The 2023 Ukrainian counteroffensive was not a failure of courage, but of doctrine. Western-trained brigades, equipped with Leopard tanks and Bradleys, were sent into what NATO planners hoped would be a breakthrough campaign—a combined arms blitz designed to rupture Russian lines and reclaim occupied territory. But the assumptions underpinning that plan—maneuver dominance, rapid tempo, air-ground coordination—collapsed in the face of Russian depth. What they met instead were endless minefields, layered trench systems, kill zones triangulated by drones and artillery, and a Russian force that refused to panic. Ukraine had trained for mobility; Russia had prepared to be immovable. And when the spearhead stalled, the strategic imagination behind it fell apart too. The problem wasn’t just tactical—it was that Ukraine had been handed a playbook designed for wars that no longer exist.
I remember studying the maps religiously during the summer 2023 counteroffensive—equal parts hope and dread. I didn’t just want Ukraine to succeed; I wanted proof that Western military doctrine was superior, universal, unbreakable. But NATO doctrine leans heavily on airpower, and Ukraine, at that time, had no F-16s. Russia’s air defenses remained largely intact, blunting any air-ground coordination that Western battle plans rely on. By the end of summer, that vulnerability was clear—not just on the battlefield, but in the relationships between commanders. Tensions emerged between Colonel General Oleksandr Syrskyi, whose thinking reflected a Soviet-era emphasis on attrition and positional warfare, and his Western counterparts like U.S. General Christopher Cavoli. Syrskyi resisted calls to commit fully to the southern thrust toward Melitopol, instead diverting forces to retake Bakhmut—a city of enormous symbolic weight, but dubious strategic value. By the time autumn arrived, I was in Dnipropetrovsk. The air had turned grey and wet, and the cost was no longer theoretical. The streets were filled with wounded men—on crutches, missing limbs—staggering reminders of a campaign that never achieved its promised breakthrough. The energy I remembered from spring 2022—hopeful, defiant, almost electric—had dimmed.

- List of tasks:
• A. In the passage on the 2023 Ukrainian counteroffensive, what aircraft did Ukraine not have at that time?
• B. Transcribe the passage on the 2023 Ukrainian counteroffensive from "The 2023 Ukrainian" to "no longer exist.".
• C. Pick up the passage on the 2023 Ukrainian counteroffensive after its final sentence and continue it.
The items have no connection to the passage on the 2023 Ukrainian counteroffensive.

- Given information:
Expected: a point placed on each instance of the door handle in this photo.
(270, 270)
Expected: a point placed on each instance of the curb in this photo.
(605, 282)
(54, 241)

- Set of answers:
• A. F-16s.

• B.
The 2023 Ukrainian counteroffensive was not a failure of courage, but of doctrine. Western-trained brigades, equipped with Leopard tanks and Bradleys, were sent into what NATO planners hoped would be a breakthrough campaign—a combined arms blitz designed to rupture Russian lines and reclaim occupied territory. But the assumptions underpinning that plan—maneuver dominance, rapid tempo, air-ground coordination—collapsed in the face of Russian depth. What they met instead were endless minefields, layered trench systems, kill zones triangulated by drones and artillery, and a Russian force that refused to panic. Ukraine had trained for mobility; Russia had prepared to be immovable. And when the spearhead stalled, the strategic imagination behind it fell apart too. The problem wasn’t just tactical—it was that Ukraine had been handed a playbook designed for wars that no longer exist.

• C.
Integrated Drone Attrition
Now there is an urgent need to define a new warfighting doctrine—one that synthesizes the core principles of both Soviet and NATO schools of thought. I call it Integrated Drone Attrition: a form of warfare in which drones fill the void left by conventional airpower and deliver a level of precision once reserved for high-end missile systems or manned aircraft. The logic of this approach crystallized during Operation Spiderweb, which demonstrated for the first time that drones could achieve strategic-level effects typically associated with cruise missiles and bombers. But the shift had been underway long before that. Russia, for example, has used relatively cheap Geran (Shahed) drones not only to strike critical infrastructure in Ukrainian cities, but to exhaust civilian morale—grinding down the population through a campaign of psychological and physical degradation. On the tactical level, drones have become indispensable. They provide real-time ISR for assaulting infantry, target supply lines with precision, and have forced a complete reevaluation of how armored vehicles are deployed. The era of massed tank formations pushing deep into enemy lines is over. Tanks now behave more like aerial gunships—appearing for brief, violent engagements before retreating, lest they be hunted and destroyed by a $500 FPV drone flown from a trench line.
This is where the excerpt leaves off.